DATA SUPPLIED:
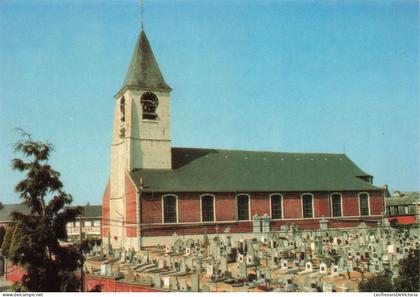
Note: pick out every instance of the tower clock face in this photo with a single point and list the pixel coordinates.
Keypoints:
(149, 102)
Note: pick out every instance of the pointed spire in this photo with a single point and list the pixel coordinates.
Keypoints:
(144, 72)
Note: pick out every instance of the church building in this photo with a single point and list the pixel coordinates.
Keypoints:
(156, 190)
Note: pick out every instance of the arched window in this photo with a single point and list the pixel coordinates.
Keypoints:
(122, 109)
(336, 210)
(307, 206)
(149, 102)
(207, 208)
(242, 205)
(170, 213)
(364, 204)
(276, 206)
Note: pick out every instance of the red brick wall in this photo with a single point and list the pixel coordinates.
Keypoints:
(321, 204)
(130, 207)
(111, 285)
(350, 202)
(189, 208)
(190, 202)
(225, 207)
(376, 203)
(292, 205)
(151, 209)
(260, 204)
(105, 210)
(169, 229)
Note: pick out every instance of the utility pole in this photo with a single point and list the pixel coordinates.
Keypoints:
(82, 259)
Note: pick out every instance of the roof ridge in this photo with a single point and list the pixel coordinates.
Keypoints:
(256, 151)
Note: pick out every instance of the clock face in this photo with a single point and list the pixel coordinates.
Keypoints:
(150, 102)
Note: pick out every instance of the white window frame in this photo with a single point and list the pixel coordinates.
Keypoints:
(331, 205)
(163, 208)
(301, 205)
(249, 207)
(360, 210)
(201, 207)
(281, 205)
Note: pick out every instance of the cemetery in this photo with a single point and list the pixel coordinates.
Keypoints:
(288, 260)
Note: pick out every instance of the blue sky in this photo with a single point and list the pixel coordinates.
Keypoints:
(298, 76)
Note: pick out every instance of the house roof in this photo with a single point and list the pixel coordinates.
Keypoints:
(88, 211)
(143, 72)
(405, 199)
(215, 170)
(6, 211)
(91, 211)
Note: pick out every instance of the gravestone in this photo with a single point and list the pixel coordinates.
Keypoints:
(334, 271)
(195, 282)
(166, 282)
(242, 270)
(256, 224)
(283, 264)
(130, 274)
(323, 268)
(308, 267)
(265, 223)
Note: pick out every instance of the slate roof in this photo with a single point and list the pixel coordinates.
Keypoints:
(87, 211)
(214, 170)
(144, 72)
(408, 198)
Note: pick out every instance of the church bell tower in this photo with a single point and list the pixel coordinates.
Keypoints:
(141, 137)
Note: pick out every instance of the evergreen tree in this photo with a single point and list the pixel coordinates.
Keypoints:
(7, 240)
(35, 241)
(2, 234)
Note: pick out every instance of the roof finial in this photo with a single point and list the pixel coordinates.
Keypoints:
(142, 5)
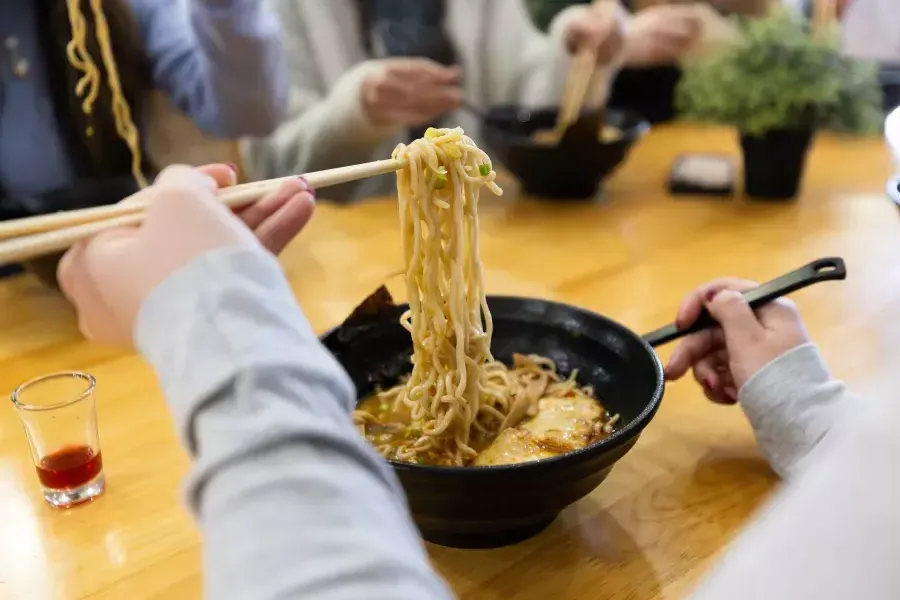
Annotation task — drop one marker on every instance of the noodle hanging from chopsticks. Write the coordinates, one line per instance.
(455, 382)
(458, 398)
(88, 87)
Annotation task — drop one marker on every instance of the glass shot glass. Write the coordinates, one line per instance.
(60, 419)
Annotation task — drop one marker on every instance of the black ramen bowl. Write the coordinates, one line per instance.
(482, 507)
(893, 190)
(573, 169)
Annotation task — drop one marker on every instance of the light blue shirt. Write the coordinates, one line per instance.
(220, 61)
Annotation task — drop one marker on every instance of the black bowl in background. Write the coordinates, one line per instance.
(893, 190)
(573, 169)
(482, 507)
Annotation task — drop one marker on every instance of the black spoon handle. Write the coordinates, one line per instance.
(824, 269)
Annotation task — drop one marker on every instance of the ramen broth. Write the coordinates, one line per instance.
(560, 425)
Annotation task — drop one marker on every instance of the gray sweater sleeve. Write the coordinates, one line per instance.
(833, 532)
(292, 503)
(792, 403)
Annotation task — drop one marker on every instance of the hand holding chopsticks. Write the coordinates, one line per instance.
(56, 232)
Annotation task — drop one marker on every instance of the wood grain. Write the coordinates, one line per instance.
(653, 528)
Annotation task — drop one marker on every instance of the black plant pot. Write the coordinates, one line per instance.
(774, 163)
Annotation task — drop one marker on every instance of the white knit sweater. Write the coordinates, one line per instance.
(505, 59)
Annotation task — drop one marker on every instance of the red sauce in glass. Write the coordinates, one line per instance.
(70, 467)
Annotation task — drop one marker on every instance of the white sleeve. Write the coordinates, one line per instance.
(871, 30)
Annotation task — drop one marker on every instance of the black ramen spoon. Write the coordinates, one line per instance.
(824, 269)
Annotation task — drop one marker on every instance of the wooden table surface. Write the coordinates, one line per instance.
(649, 531)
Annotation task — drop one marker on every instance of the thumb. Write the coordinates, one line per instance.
(730, 309)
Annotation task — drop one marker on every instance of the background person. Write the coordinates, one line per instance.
(369, 74)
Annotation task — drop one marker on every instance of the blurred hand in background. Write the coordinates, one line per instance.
(601, 29)
(405, 92)
(661, 35)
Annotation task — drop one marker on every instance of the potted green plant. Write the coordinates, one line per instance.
(778, 84)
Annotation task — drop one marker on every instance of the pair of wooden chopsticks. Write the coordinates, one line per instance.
(578, 83)
(31, 237)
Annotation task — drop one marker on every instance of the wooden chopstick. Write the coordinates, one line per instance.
(56, 232)
(578, 83)
(233, 197)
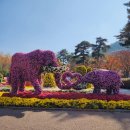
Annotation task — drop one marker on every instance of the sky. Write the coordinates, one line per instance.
(26, 25)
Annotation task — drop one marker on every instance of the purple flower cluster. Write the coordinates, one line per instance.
(28, 67)
(104, 79)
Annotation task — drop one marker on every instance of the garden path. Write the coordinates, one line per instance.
(19, 119)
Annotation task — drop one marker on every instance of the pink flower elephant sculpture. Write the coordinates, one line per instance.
(28, 67)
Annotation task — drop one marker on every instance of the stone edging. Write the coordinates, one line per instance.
(63, 109)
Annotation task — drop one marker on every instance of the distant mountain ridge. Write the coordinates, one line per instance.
(116, 47)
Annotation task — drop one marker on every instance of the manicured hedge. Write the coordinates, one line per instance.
(126, 83)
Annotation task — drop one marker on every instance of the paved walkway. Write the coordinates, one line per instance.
(14, 119)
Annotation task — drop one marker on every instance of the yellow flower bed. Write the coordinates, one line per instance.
(64, 103)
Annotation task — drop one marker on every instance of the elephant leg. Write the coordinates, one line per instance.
(14, 82)
(115, 90)
(37, 87)
(96, 90)
(21, 85)
(109, 90)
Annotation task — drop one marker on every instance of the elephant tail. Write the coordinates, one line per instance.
(9, 78)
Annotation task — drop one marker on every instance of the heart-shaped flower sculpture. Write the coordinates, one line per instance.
(70, 79)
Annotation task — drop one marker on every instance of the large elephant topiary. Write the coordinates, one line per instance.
(103, 79)
(28, 67)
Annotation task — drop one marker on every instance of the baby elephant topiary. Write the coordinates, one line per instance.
(103, 79)
(28, 67)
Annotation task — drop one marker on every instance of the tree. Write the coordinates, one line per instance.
(82, 52)
(100, 48)
(124, 36)
(64, 56)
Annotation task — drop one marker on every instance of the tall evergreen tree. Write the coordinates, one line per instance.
(100, 48)
(124, 37)
(82, 51)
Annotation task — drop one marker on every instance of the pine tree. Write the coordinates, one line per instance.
(100, 48)
(82, 51)
(124, 37)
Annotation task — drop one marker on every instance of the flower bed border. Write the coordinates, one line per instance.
(72, 104)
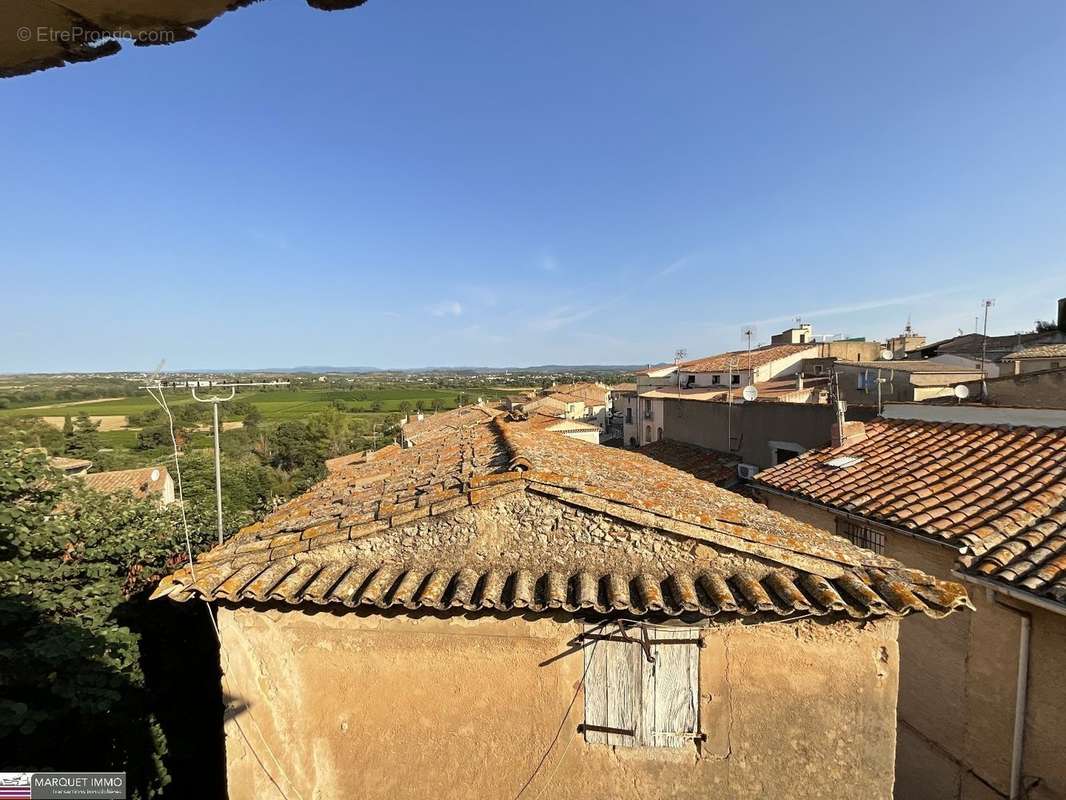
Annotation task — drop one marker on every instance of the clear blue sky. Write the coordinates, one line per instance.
(433, 182)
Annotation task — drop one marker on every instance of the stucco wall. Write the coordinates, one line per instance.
(957, 684)
(352, 706)
(1045, 389)
(754, 426)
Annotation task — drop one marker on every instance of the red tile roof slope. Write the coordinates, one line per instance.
(708, 465)
(1043, 351)
(997, 491)
(759, 356)
(446, 422)
(310, 550)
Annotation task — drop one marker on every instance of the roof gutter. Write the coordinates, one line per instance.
(857, 517)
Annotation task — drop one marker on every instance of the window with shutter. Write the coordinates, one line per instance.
(631, 701)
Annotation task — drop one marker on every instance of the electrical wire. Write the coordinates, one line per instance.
(161, 401)
(559, 732)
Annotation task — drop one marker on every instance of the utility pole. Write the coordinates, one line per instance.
(214, 400)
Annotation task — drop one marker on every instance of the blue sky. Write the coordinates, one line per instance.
(414, 184)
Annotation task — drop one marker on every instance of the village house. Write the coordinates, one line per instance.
(1044, 388)
(145, 483)
(869, 384)
(976, 493)
(1036, 358)
(793, 368)
(578, 621)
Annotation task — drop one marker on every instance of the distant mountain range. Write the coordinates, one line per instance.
(548, 368)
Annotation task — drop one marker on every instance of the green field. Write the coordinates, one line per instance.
(278, 405)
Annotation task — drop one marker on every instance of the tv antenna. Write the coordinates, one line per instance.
(158, 385)
(747, 332)
(679, 356)
(987, 303)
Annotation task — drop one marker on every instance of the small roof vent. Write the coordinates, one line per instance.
(843, 461)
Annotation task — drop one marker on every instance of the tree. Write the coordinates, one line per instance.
(83, 441)
(334, 429)
(294, 448)
(254, 417)
(75, 571)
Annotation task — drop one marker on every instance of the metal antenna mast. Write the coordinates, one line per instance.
(748, 332)
(214, 400)
(679, 355)
(987, 303)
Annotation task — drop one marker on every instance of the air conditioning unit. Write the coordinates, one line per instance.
(746, 472)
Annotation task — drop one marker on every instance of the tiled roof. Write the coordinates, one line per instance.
(326, 546)
(591, 394)
(911, 366)
(769, 390)
(708, 465)
(759, 356)
(1033, 559)
(1044, 351)
(446, 422)
(995, 490)
(342, 462)
(142, 482)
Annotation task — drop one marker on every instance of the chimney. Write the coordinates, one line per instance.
(850, 433)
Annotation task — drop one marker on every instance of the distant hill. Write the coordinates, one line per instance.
(546, 368)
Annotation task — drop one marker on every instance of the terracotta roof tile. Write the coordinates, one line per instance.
(759, 356)
(1043, 351)
(305, 552)
(997, 491)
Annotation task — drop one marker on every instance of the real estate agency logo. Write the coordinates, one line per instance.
(15, 785)
(60, 785)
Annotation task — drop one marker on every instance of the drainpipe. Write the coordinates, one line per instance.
(1019, 704)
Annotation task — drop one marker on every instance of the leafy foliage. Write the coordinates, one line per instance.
(75, 570)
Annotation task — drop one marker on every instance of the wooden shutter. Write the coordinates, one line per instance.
(631, 702)
(675, 703)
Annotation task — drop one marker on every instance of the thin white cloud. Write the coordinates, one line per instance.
(565, 316)
(849, 308)
(673, 267)
(447, 308)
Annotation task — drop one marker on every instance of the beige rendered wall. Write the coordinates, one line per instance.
(957, 685)
(353, 706)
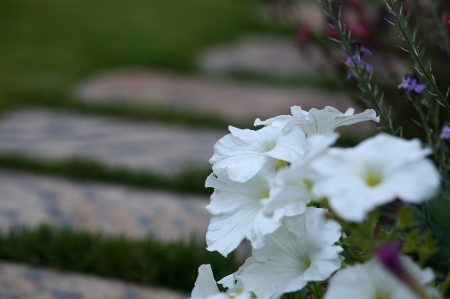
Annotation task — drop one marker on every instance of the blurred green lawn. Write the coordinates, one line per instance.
(48, 45)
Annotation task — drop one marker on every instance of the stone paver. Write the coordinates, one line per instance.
(273, 56)
(54, 135)
(232, 99)
(22, 282)
(30, 200)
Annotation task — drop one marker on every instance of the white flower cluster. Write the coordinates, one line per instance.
(265, 184)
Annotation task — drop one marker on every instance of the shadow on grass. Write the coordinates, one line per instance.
(189, 180)
(148, 261)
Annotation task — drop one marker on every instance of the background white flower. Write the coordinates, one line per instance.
(237, 209)
(371, 280)
(301, 250)
(206, 286)
(292, 185)
(317, 121)
(244, 152)
(377, 171)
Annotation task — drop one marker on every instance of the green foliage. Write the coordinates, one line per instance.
(49, 46)
(141, 113)
(148, 261)
(190, 180)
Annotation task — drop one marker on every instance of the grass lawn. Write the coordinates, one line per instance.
(46, 46)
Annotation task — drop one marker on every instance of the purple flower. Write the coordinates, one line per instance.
(445, 135)
(411, 83)
(389, 257)
(360, 50)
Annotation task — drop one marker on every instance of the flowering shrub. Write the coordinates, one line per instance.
(316, 215)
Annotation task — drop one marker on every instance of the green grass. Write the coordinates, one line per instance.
(48, 45)
(140, 113)
(148, 261)
(189, 180)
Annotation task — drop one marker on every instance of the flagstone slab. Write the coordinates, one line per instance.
(55, 135)
(265, 55)
(232, 99)
(25, 282)
(29, 200)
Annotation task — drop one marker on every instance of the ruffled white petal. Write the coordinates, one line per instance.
(317, 121)
(244, 152)
(237, 211)
(369, 280)
(377, 171)
(296, 253)
(205, 285)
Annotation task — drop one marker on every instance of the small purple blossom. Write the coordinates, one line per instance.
(389, 257)
(360, 50)
(411, 83)
(445, 135)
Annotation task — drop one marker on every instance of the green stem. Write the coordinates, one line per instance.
(364, 84)
(438, 22)
(400, 20)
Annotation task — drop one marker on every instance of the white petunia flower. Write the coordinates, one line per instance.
(319, 121)
(371, 280)
(375, 172)
(244, 152)
(301, 250)
(237, 211)
(292, 185)
(206, 287)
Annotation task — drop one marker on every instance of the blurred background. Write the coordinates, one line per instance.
(109, 113)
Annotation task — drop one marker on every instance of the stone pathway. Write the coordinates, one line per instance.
(234, 100)
(27, 199)
(24, 282)
(270, 56)
(54, 135)
(30, 200)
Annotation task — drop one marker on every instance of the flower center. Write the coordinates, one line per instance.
(372, 178)
(379, 295)
(281, 164)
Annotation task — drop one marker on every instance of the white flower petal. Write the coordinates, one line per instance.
(237, 210)
(294, 254)
(320, 121)
(369, 280)
(375, 172)
(205, 285)
(243, 153)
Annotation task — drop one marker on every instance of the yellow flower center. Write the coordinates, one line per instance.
(372, 178)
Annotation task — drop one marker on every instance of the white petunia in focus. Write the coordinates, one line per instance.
(301, 250)
(377, 171)
(243, 153)
(371, 280)
(317, 121)
(292, 185)
(237, 210)
(206, 287)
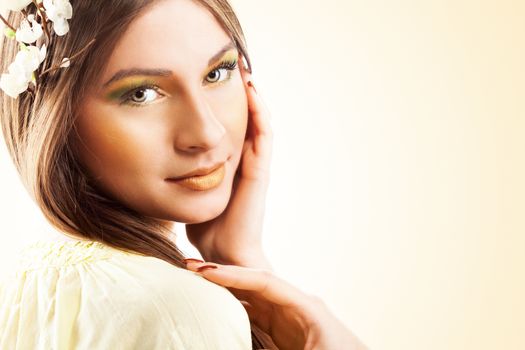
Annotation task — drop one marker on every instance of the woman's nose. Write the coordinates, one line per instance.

SET EXERCISE:
Output as a numbered list the stretch from the line containing "the flower center." through the end of the material, skipping blank lines and leaving out the pictures.

TASK SOLUTION:
1. Annotation task — drop one marker on every instance of the flower center. Write the coordinates, one line per instance.
2. (372, 178)
3. (379, 295)
4. (281, 164)
5. Annotation task — drop one marker on every instance of the white flower petal. Write the coordinates, one line per instance.
6. (237, 210)
7. (294, 254)
8. (320, 121)
9. (369, 280)
10. (375, 172)
11. (205, 285)
12. (243, 153)
13. Annotation task — drop one marker on every instance of the yellow flower center. Write the coordinates, one line per instance.
14. (372, 178)
15. Annotation task — drop one marker on every instance of the white petunia in focus. Write the coordinates, one line per instance.
16. (301, 250)
17. (377, 171)
18. (243, 153)
19. (371, 280)
20. (317, 121)
21. (292, 185)
22. (237, 210)
23. (206, 287)
24. Annotation task — drop one marker on every instance of the woman's nose. Write the coordinates, one line per instance.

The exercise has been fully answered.